◆ **What to produce**
Update the passage of the Keirin frame thread below that begins with "## GScot (Feb" and ends with "track racing now.", putting "milling machine" in place of "drill press".

◆ **Text segment**
# New project...Giro Keirin frame



## Dave Hickey (Jan 27, 2002)

This baby is still in route to me from Japan....I hope to have the frame by this weekend..

Many more pics and details to come... The biggest issue I'm dealing with now is the frame has 110mm rear spacing(8mm axles).

I have 3 options...

1. Buy a Dura Ace conversion kit if I can find one...They sell a kit for converting Dura Ace 7600 hubs to 110 spacing and sloted 8mm axles. They are only about $40 but very hard to find. I have the hubs already.
2. Buy a Phil Wood conversion kit- Phil also sells a Keirin conversion- It's about $110 for the kit...I hve the hubs already
3. File the 8 mm dropout slots to make them 10 mm. I can then either shove a 120mm rear hub in place or respace my Dura Ace 7600 hubs to 110 but leave the 10mm axle( easy job)

I'm leaning toward number 3 

Anywho.....I have plenty of time to think about it....I'm going with a chopped black Brooks B17 saddle with very cool black bar tape that has red stitching....


----------



## Pablo (Jul 7, 2004)

I hope it arrives soon so you can have a bike to ride. It looks sick, by the way.


----------



## FatTireFred (Jan 31, 2005)

damn..... you'll do what you want/need to, but if it were me I wouldn't file the d/os


----------



## Dave Hickey (Jan 27, 2002)

FatTireFred said:


> damn..... you'll do what you want/need to, but if it were me I wouldn't file the d/os



I know, the purest in me wants to keep it at 110mm with 8mm axles...

We'll see what happens when the frame comes...


----------



## Dave Hickey (Jan 27, 2002)

Pablo said:


> I hope it arrives soon so you can have a bike to ride.



you sound like my wife....


----------



## FatTireFred (Jan 31, 2005)

Dave Hickey said:


> I know, the purest in me wants to keep it at 110mm with 8mm axles...
> 
> We'll see what happens when the frame comes...




btw, doesn't phil make 110 keirin hubs? just get one of those. pure, baby


----------



## GScot (Feb 7, 2005)

If you want to make it 10mm and perfect it could be machined easily enough. Clever use of a drill press and some scrap lumber could also yield nice results.


BTW that is one fine looking frame. You'll have to start track racing now.


----------



## Thommy (Sep 23, 2003)

You're killing us, A G A I N !!! Beautiful ride. Nice color combo as well.

◆ **Dataset content**
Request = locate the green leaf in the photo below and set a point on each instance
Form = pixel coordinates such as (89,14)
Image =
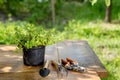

◆ **Completed exercise**
## GScot (Feb 7, 2005)

If you want to make it 10mm and perfect it could be machined easily enough. Clever use of a milling machine and some scrap lumber could also yield nice results.


BTW that is one fine looking frame. You'll have to start track racing now.